SUPPLIED TEXT
----
What we’re witnessing, of course, are generals and admirals who’ve never seen a weapons system they didn’t like.  The smart bombs used in Iraq are just an example of a Pentagon that does not know how to fight cheap.  In Iraq, we have used super-cannons to silence the buzz of mosquitoes.

Donald Rumsfeld has been celebrated for wanting to upgrade the military and to fight quick with very agile forces.  In truth, he’s gotten little of this done.  Even worse, the changes he envisions are not dramatic enough.  As usual, our forces are still fighting the last war over again with shopworn doctrine.  The only encouraging note in Iraq is the quiet part of the war waged by our special forces where we apparently had some wins that did not cost us an arm and a leg.  Mr. Rumsfeld is not pressing for the kind of military we need to fight a stateless enemy who can use one man and a razor blade to take down the World Trade Center. 

The media story here is that we have to learn how to fight $100-million not $100-billion wars.  On Global Province, we’ve talked about next generation warfare, which leads to the kind of thinking we need if we are to organize around the right threats (see Agile Companies, item 132).  The wars of the future are wars of attrition where you must have cheap pesticides that deal with cockroaches and termites that can crawl under rocks if you are using big smart bombs against them.  War is all about lasting longer than the other guy, spending less than he does, not depending on overwhelming initial force. Rumsfeld’s $100 billion victories have to be regarded as defeats.
----
DATA FOR REVIEW
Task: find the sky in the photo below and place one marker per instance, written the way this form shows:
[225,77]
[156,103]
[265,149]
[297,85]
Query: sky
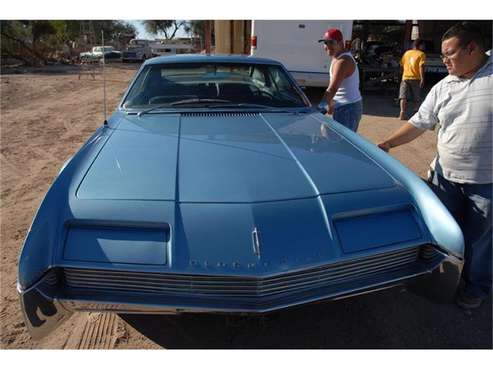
[143,34]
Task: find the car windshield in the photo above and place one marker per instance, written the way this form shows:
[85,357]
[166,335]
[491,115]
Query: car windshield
[212,85]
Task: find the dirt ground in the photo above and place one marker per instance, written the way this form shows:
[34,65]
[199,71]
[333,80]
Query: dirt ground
[46,115]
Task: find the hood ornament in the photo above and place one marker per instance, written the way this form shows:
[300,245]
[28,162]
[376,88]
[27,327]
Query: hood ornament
[256,242]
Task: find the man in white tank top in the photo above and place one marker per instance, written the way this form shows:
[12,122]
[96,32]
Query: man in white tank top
[343,95]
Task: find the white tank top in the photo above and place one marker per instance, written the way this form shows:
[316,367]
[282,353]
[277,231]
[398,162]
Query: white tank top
[348,92]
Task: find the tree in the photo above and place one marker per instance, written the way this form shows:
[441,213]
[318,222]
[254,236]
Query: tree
[166,27]
[38,41]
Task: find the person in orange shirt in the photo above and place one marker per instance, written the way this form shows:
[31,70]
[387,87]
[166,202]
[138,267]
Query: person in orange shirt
[413,76]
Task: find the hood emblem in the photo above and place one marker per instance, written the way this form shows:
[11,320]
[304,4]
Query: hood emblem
[256,242]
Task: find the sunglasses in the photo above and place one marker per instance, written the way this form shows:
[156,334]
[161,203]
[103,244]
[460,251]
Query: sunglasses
[330,42]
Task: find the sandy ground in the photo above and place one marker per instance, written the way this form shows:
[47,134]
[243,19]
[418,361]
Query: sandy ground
[46,116]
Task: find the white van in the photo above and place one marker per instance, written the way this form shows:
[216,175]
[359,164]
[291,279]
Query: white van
[137,50]
[295,44]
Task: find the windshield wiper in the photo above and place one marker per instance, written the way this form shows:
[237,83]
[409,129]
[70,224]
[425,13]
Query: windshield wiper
[251,105]
[197,100]
[151,109]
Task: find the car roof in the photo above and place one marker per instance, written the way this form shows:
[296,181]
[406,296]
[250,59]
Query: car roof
[207,58]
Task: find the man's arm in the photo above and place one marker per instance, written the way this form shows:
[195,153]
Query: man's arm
[422,74]
[406,133]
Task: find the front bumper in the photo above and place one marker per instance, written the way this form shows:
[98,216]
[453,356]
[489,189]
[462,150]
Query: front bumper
[52,299]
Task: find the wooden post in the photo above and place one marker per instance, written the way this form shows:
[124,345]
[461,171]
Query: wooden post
[222,34]
[208,37]
[238,37]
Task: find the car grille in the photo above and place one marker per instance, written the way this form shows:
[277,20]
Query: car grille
[241,287]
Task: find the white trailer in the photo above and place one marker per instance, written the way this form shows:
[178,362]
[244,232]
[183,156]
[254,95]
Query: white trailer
[295,44]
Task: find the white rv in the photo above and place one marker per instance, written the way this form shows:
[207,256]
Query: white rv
[137,50]
[295,44]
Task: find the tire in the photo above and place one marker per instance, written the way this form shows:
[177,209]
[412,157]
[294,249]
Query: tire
[439,286]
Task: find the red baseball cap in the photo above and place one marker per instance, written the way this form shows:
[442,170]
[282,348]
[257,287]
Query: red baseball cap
[332,34]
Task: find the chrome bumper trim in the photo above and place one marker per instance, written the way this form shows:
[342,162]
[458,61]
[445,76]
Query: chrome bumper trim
[47,304]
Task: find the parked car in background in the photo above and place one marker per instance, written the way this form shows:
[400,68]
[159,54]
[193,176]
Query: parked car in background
[96,54]
[137,51]
[171,47]
[215,186]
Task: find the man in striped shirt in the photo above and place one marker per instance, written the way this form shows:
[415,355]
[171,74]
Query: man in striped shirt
[461,174]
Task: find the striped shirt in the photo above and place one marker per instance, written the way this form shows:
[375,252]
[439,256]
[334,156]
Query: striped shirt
[463,109]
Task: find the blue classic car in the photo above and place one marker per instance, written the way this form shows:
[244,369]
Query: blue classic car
[216,187]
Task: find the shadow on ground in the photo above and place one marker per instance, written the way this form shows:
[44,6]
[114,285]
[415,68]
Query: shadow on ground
[66,69]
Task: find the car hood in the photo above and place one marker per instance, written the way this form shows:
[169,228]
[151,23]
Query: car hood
[228,158]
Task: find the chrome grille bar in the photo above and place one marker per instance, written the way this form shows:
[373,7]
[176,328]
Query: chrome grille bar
[243,287]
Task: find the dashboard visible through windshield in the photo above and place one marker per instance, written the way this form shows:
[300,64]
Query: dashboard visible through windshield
[213,85]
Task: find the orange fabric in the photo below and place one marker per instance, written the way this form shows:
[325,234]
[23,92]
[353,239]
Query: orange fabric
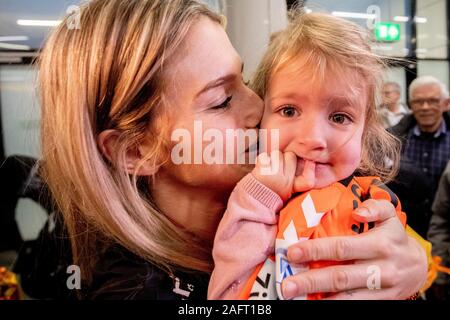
[326,213]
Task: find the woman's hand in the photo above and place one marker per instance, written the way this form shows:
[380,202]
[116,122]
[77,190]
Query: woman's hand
[387,248]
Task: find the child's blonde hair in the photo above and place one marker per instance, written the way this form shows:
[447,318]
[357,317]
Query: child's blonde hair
[108,74]
[332,44]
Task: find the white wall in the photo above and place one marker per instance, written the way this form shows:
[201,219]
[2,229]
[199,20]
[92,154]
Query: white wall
[432,35]
[250,24]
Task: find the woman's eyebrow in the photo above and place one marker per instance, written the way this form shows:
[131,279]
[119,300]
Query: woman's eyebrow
[221,81]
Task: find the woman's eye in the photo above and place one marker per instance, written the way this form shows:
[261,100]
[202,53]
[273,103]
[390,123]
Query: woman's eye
[288,112]
[340,118]
[224,104]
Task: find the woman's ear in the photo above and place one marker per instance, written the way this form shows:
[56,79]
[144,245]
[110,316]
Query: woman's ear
[108,144]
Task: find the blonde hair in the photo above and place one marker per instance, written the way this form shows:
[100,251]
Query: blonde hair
[329,44]
[108,74]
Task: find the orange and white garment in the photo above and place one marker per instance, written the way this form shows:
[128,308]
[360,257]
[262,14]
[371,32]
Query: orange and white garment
[250,250]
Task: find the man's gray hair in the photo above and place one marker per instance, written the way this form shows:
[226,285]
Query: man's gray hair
[427,80]
[394,85]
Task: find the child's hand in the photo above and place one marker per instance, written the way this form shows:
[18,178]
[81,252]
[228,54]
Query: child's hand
[277,172]
[307,180]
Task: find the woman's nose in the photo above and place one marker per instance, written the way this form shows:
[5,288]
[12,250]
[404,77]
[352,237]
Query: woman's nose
[253,110]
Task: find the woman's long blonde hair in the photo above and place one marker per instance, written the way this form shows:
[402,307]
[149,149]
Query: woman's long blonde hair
[107,73]
[331,44]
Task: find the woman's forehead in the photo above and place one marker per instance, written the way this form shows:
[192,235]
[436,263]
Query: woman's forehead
[205,55]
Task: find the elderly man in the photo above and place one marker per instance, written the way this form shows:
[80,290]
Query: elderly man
[426,133]
[392,110]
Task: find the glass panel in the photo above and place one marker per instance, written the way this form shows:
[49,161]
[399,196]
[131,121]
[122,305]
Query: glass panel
[397,74]
[438,69]
[20,110]
[431,29]
[363,12]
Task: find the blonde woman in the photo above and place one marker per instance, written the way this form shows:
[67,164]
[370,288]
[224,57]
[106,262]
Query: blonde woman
[113,92]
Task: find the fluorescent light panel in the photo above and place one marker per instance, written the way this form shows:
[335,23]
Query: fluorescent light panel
[38,23]
[401,18]
[11,46]
[14,38]
[355,15]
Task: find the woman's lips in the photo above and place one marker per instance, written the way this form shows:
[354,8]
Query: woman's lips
[301,164]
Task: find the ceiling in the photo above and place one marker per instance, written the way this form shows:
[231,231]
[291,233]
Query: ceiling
[12,10]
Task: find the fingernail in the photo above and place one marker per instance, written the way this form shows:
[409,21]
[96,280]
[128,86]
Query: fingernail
[295,255]
[289,289]
[363,212]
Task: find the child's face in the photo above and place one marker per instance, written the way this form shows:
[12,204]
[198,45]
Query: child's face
[321,123]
----
EXERCISE GOAL
From the commentary on Rumsfeld and military spending, pull out the passage that begins with the words containing "What we’re witnessing, of" and ends with "buzz of mosquitoes.", copied word for word. You can ignore the data.

OUTPUT OF THE TASK
What we’re witnessing, of course, are generals and admirals who’ve never seen a weapons system they didn’t like.  The smart bombs used in Iraq are just an example of a Pentagon that does not know how to fight cheap.  In Iraq, we have used super-cannons to silence the buzz of mosquitoes.